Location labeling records
☆ ☆ ☆ ☆ ☆ ☆ ☆

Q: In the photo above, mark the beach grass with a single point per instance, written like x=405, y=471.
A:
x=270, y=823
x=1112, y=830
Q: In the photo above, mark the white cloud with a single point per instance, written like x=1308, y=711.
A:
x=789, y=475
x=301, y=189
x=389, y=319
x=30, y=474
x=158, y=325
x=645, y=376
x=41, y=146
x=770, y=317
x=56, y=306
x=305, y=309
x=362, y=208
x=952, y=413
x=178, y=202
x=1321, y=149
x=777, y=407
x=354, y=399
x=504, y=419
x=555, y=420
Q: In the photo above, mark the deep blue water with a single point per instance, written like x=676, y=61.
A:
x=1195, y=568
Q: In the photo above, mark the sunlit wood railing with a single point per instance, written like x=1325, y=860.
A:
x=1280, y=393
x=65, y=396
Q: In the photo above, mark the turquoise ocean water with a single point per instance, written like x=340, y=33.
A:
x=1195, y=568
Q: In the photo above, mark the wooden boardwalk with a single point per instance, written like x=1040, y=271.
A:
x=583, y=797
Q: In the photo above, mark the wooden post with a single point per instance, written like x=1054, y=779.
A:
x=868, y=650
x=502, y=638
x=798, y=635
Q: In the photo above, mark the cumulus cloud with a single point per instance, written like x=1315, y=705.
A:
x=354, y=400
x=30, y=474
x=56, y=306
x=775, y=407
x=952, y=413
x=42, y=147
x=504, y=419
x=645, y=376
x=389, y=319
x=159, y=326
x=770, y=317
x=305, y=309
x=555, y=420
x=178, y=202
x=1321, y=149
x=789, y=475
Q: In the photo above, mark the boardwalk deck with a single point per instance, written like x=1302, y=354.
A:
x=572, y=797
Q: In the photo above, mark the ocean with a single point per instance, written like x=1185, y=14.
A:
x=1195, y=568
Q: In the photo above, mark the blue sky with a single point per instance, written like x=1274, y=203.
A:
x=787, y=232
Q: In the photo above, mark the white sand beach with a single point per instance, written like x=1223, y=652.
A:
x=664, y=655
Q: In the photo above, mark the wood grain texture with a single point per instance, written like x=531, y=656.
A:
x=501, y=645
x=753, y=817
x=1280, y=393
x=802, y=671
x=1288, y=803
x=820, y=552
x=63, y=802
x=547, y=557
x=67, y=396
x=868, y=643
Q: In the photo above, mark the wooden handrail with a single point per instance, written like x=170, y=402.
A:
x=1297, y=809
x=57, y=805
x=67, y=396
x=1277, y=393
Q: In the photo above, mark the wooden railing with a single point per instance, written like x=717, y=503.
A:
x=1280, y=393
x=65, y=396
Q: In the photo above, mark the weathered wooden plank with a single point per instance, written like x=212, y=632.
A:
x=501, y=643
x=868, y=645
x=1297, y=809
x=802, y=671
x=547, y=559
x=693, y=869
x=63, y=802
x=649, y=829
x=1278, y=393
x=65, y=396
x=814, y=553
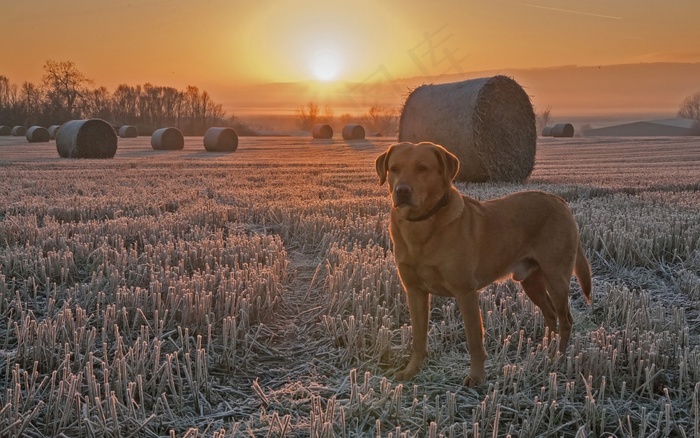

☆ ☆ ☆ ☆ ☆ ☆ ☆

Count the lines in the listing above that contain the word "blue". Reply with the number only.

2